## Document segment:

---+---

Q. What did you think of your first experience of the All England main draw?
KYLE EDMUND: It was a tough experience. It was very tough out there to get much rhythm, sort of ease into the tournament. He's such a big player, hits the ball really hard. And if you're not on it 100%, it's very tough.
I still played okay, I thought. ut at that level, I think I need to play better to win.
But, yeah, I mean, I don't think anyone wants to draw him first round 'cause he's such a dangering guy, if you want to put it that way.
Yeah, in terms of all the support and stuff, it was great to play on that court. My first Wimbledon, I couldn't ask for anything more. It's a day I'll never forget to play my first Wimbledon here. So it was a really good experience.
Q. I know you practiced with some of the world's top players. Have you ever consistently suffered power coming across the net so consistently?
KYLE EDMUND: No, not to that extent in that sort of power. You know, he's so powerful. He's a big guy. His serve, if you got back, then his forehand, his backhand was coming over hard. You always knew you were going to have to run and get the ball back as much as possible. Then when you do have time to get on the ball, you have to take advantage of that, because you don't get time often.
Yeah, I knew it was going to be a tough match. Yeah, I wish maybe I could have played a little bit better. But, you know, it is tough. It was a different kind of match to the Simon match I played where he doesn't hit the balls hard and he makes more balls, maybe not as many errors. But today he played some big tennis.
Q. There was a spell where it got away from you, but in the final set you made him serve it out, saved those match points? You could have just folded.
KYLE EDMUND: Yeah, I think so. I mean, yeah, I don't think I was going to fold. I was going to keep fighting. My mindset was to get as many games as possible, to be honest.
Each point, I was just facing one point, not trying to come back. I was just facing one point in each game. So, yeah, it was a tough day. I'm disappointed I lost, but I can't lose sight of the long term goal.

---+---

## Provided records:

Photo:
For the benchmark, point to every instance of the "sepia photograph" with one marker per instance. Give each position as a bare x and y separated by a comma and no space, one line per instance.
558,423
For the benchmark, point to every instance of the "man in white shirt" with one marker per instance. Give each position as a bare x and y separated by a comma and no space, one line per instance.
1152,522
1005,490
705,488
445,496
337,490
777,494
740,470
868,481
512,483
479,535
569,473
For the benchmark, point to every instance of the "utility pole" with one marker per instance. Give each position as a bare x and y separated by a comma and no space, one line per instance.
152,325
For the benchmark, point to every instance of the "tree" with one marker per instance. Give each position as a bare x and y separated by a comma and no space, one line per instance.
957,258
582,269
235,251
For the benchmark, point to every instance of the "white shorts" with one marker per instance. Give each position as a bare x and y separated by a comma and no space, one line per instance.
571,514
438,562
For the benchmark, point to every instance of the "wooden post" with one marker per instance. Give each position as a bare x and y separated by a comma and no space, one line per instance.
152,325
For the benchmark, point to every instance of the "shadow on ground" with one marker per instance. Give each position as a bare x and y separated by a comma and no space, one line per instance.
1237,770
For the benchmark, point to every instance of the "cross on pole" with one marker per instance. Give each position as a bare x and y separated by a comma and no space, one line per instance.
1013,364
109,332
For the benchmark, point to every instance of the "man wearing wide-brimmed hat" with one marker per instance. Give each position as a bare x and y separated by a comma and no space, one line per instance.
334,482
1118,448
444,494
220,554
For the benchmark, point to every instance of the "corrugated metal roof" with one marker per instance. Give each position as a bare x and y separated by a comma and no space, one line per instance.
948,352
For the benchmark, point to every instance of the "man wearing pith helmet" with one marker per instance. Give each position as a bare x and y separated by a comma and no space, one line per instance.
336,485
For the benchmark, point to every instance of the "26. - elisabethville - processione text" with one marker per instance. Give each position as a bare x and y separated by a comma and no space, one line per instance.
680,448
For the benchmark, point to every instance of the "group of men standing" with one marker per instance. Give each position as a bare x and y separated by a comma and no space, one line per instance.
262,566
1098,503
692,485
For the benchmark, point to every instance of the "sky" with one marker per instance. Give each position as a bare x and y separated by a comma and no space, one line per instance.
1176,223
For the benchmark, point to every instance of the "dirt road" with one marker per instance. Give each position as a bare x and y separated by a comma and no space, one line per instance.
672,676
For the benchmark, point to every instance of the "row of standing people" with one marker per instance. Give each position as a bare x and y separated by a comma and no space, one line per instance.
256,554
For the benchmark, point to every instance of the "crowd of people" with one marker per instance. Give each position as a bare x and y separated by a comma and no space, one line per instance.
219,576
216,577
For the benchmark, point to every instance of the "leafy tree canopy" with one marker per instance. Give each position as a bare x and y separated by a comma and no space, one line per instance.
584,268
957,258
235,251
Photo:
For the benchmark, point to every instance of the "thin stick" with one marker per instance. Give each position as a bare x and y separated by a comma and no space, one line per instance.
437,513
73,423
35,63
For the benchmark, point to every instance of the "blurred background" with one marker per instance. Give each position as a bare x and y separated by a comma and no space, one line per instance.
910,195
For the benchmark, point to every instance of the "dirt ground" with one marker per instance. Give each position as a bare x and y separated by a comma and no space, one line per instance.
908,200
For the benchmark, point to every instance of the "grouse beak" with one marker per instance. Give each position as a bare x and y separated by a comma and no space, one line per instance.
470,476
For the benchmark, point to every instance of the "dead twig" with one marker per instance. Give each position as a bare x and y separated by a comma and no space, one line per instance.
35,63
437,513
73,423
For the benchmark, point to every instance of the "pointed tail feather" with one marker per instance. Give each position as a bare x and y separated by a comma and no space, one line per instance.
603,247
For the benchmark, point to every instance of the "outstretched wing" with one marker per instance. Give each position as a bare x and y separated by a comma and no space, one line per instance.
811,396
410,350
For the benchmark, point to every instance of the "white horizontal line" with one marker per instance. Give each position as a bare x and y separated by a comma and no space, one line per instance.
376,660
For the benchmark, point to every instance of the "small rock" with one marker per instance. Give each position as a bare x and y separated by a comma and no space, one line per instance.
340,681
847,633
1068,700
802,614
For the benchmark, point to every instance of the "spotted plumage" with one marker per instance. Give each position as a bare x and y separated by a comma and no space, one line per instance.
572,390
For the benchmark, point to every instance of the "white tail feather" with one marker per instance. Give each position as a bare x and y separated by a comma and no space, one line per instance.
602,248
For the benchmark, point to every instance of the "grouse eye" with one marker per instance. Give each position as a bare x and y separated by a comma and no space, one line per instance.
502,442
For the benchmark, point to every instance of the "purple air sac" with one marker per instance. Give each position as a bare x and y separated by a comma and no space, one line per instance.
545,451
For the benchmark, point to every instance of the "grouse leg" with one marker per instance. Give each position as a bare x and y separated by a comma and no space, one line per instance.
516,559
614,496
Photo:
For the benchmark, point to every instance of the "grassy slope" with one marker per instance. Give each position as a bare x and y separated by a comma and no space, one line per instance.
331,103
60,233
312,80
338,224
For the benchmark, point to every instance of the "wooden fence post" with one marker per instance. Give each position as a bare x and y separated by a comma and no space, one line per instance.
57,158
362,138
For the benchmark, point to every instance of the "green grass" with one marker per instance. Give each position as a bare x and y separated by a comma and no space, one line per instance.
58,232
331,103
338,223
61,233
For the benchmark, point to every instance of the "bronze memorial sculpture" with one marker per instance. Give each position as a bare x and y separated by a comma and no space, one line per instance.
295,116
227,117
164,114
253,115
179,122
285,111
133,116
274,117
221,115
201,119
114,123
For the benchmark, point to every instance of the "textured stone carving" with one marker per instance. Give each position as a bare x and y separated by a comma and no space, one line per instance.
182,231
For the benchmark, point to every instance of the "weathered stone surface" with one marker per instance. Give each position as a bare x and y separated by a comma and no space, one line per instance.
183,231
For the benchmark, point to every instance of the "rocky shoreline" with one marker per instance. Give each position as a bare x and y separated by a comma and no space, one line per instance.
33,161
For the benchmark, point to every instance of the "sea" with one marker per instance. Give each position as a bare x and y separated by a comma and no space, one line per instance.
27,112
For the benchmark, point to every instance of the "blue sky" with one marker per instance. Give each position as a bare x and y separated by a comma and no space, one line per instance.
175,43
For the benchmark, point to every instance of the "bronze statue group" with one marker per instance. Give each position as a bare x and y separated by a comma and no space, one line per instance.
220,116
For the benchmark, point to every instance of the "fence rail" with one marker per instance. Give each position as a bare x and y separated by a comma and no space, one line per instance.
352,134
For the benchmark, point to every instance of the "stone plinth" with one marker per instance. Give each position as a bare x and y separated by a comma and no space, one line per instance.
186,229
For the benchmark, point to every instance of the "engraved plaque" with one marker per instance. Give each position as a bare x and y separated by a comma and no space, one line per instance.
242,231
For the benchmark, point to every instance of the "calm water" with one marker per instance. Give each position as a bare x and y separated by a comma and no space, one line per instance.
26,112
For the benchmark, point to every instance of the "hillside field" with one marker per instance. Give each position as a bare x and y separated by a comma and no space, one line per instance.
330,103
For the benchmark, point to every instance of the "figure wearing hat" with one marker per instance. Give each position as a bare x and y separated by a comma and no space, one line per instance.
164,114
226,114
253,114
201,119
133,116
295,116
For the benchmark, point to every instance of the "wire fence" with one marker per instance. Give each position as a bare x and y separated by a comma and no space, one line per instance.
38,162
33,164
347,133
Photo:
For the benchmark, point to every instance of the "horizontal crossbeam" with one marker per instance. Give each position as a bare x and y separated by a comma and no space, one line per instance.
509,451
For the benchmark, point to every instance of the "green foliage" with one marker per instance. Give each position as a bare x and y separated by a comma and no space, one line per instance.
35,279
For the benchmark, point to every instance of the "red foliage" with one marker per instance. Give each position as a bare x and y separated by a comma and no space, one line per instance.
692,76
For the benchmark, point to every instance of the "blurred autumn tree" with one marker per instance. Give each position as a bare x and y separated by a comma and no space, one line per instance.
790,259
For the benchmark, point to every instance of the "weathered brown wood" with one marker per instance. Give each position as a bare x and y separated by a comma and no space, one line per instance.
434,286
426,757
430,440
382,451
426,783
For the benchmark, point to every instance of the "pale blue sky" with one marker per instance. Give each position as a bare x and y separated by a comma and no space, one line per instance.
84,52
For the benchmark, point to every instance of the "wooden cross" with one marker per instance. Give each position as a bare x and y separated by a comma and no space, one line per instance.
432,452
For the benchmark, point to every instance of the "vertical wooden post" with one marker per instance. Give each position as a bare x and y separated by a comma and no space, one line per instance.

---+---

## What is required:
Say whether each statement agrees with the interview, answering yes or no and quoting the words that decide it: (a) Edmund says he was ready to fold in the final set; (b) Edmund calls this match his first Wimbledon; (c) Edmund says his opponent in the Simon match hit the ball harder than today's opponent. Use only the interview to answer.

## Worked solution:
(a) No: "I don't think I was going to fold."
(b) Yes: "My first Wimbledon, I couldn't ask for anything more."
(c) No: "the Simon match I played where he doesn't hit the balls hard"